*AIM OF THE EXERCISE*:
Print only the lines that begin at the line containing "Can you find the sky" and end at the last line of the material, both included, without any change.

*AVAILABLE DATA*:
--- START ---
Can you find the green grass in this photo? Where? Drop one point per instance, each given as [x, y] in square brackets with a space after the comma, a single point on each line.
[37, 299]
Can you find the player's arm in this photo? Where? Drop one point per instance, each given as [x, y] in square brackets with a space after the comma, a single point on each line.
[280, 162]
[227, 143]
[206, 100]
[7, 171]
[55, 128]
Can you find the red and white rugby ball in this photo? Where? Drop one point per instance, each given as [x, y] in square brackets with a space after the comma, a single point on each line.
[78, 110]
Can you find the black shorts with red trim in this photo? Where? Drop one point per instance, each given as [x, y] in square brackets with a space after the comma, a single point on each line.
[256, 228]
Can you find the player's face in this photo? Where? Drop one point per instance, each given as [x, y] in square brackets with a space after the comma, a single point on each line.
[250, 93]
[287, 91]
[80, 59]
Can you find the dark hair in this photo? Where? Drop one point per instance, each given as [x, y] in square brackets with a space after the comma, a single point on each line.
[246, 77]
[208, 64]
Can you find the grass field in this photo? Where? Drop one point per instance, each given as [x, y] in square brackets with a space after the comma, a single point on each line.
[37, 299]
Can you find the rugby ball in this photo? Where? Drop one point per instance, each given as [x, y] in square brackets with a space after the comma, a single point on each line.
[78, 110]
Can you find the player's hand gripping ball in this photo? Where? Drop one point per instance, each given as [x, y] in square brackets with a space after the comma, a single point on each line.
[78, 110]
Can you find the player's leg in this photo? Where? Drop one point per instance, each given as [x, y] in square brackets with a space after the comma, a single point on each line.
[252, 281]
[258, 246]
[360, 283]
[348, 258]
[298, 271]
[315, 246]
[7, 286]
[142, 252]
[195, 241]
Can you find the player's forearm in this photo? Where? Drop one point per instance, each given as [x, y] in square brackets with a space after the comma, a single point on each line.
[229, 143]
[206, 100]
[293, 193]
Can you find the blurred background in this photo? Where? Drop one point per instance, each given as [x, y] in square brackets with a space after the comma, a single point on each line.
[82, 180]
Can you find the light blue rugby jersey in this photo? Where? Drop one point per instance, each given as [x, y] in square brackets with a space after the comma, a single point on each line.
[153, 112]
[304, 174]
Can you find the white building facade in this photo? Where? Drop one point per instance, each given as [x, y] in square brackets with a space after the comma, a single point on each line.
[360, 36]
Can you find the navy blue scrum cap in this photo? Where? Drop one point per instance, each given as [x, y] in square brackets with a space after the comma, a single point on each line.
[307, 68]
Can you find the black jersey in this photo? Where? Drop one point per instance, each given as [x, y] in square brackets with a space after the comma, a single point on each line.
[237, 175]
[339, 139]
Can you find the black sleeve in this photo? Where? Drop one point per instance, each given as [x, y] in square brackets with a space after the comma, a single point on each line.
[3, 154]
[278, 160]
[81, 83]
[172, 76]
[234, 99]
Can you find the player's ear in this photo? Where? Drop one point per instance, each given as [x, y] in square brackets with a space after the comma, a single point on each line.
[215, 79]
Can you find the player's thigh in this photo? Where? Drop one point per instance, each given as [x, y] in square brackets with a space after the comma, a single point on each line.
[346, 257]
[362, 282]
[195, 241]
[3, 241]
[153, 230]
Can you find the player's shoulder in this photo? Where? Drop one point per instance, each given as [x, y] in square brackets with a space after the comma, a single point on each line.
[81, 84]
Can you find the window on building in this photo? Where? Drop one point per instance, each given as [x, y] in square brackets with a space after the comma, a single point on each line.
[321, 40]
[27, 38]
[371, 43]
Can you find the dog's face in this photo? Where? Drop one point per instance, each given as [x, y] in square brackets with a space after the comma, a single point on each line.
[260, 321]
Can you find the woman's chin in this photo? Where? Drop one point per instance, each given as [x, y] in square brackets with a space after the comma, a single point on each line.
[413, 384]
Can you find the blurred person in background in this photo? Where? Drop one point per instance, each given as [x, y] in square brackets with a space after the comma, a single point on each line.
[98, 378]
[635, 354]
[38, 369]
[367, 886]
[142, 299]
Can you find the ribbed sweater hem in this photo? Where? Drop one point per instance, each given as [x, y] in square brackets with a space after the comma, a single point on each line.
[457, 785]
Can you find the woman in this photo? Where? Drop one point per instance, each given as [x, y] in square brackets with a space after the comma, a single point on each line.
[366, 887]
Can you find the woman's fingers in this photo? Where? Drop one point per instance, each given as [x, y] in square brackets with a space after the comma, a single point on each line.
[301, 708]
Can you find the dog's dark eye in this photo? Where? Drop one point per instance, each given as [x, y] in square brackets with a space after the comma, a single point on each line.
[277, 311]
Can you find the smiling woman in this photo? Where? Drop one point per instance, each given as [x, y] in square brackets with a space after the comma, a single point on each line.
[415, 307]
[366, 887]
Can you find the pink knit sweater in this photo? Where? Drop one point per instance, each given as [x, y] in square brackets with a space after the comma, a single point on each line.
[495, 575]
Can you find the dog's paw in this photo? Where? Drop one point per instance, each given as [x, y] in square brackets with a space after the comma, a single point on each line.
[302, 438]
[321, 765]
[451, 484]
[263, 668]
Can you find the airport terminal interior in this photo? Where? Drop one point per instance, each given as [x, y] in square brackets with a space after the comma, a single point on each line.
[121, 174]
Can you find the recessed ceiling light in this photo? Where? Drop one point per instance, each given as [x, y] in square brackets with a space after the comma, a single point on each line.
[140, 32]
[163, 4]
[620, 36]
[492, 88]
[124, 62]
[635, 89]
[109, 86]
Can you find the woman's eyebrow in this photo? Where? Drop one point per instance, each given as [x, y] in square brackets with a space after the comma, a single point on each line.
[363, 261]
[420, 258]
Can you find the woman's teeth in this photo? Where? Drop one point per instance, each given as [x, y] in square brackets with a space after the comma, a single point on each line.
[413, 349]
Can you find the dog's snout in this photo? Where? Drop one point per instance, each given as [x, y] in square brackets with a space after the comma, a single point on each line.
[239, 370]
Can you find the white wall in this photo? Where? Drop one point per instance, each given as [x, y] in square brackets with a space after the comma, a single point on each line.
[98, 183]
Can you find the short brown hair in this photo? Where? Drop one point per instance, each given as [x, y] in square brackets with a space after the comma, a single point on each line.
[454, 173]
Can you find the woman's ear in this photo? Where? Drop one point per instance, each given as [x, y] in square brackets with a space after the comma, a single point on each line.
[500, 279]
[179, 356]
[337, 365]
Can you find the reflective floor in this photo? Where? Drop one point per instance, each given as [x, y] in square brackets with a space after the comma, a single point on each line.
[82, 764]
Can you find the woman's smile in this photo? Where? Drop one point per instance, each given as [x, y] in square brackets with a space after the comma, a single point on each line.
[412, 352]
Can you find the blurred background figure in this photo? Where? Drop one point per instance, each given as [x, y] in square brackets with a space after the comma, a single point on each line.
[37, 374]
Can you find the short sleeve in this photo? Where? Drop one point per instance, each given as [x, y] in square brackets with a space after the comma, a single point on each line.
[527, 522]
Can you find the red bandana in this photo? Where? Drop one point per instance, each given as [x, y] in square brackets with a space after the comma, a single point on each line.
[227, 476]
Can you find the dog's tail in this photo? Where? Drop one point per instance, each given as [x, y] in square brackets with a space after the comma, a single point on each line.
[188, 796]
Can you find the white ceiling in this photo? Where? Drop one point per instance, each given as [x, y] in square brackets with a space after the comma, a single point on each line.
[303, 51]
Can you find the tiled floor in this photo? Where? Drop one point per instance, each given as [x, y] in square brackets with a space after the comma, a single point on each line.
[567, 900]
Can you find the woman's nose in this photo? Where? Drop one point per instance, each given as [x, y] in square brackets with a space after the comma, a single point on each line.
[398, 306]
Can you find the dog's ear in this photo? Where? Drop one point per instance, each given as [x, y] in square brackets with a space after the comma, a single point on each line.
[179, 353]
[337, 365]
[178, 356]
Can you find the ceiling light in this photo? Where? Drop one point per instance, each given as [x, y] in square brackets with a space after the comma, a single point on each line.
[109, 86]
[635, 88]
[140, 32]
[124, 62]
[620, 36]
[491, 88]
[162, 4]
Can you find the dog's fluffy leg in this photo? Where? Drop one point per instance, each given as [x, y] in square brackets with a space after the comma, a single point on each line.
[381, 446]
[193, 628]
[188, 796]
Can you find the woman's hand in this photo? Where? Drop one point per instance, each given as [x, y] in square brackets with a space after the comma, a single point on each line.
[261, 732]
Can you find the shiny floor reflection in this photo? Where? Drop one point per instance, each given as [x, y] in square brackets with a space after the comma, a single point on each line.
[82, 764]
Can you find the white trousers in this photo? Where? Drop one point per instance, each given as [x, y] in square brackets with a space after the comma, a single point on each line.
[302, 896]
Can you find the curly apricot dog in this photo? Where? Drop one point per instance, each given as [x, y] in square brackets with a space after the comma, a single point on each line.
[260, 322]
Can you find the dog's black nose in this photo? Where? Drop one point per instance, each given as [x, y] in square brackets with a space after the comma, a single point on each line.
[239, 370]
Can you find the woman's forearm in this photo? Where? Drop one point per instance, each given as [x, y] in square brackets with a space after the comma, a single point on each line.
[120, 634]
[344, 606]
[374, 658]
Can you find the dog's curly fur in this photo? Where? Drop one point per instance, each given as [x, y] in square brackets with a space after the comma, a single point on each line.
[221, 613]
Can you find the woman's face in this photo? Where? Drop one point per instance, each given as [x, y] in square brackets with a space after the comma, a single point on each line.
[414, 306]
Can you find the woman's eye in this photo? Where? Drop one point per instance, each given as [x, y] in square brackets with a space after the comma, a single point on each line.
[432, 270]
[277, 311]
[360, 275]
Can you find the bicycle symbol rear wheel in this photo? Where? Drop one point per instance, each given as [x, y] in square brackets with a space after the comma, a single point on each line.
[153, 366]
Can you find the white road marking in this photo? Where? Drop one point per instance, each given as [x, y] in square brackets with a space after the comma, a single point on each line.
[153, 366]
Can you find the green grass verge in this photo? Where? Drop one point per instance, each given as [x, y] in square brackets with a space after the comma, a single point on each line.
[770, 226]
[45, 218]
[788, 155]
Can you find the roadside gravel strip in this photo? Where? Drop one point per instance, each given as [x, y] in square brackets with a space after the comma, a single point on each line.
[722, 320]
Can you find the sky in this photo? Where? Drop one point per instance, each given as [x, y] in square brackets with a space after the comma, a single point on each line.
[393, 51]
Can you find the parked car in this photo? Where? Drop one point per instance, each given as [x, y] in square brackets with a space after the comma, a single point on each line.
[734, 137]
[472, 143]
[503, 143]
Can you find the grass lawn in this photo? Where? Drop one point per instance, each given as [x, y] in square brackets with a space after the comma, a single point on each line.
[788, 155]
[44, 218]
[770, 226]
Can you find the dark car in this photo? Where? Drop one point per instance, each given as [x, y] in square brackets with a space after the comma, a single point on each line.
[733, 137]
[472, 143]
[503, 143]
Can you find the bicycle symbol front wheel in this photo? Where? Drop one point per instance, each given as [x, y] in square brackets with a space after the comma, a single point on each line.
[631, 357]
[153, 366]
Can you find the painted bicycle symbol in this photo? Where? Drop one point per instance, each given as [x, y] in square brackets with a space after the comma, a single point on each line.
--- END ---
*RESPONSE*:
Can you find the sky in this photo? Where? Drop one point per instance, each given as [x, y] in square brackets with a space after the comma, a single point on each line.
[393, 51]
Can you find the parked car in this photo? Where? Drop one point per instance, each given as [x, y] in square brackets with a space after the comma, a single point on each line.
[734, 137]
[472, 143]
[503, 143]
Can you find the grass lawn in this photo? Where? Drop one point per instance, each given as [x, y] in square brackets with a space after the comma, a single point on each line.
[788, 155]
[44, 218]
[770, 226]
Can you find the dark car in this photo? Where? Drop one point per instance, each given as [x, y] in square brackets with a space after the comma, a single point on each line.
[733, 137]
[472, 143]
[503, 143]
Can you find the bicycle symbol front wheel in this photo? Where? Drop one point per instance, each given as [x, y] in square brackets with a space after the comma, a single point on each line.
[631, 357]
[153, 366]
Can you find the painted bicycle symbol in this photo? Where? Drop one point per instance, each given as [x, y] in square brackets with a space after the comma, a single point on each line.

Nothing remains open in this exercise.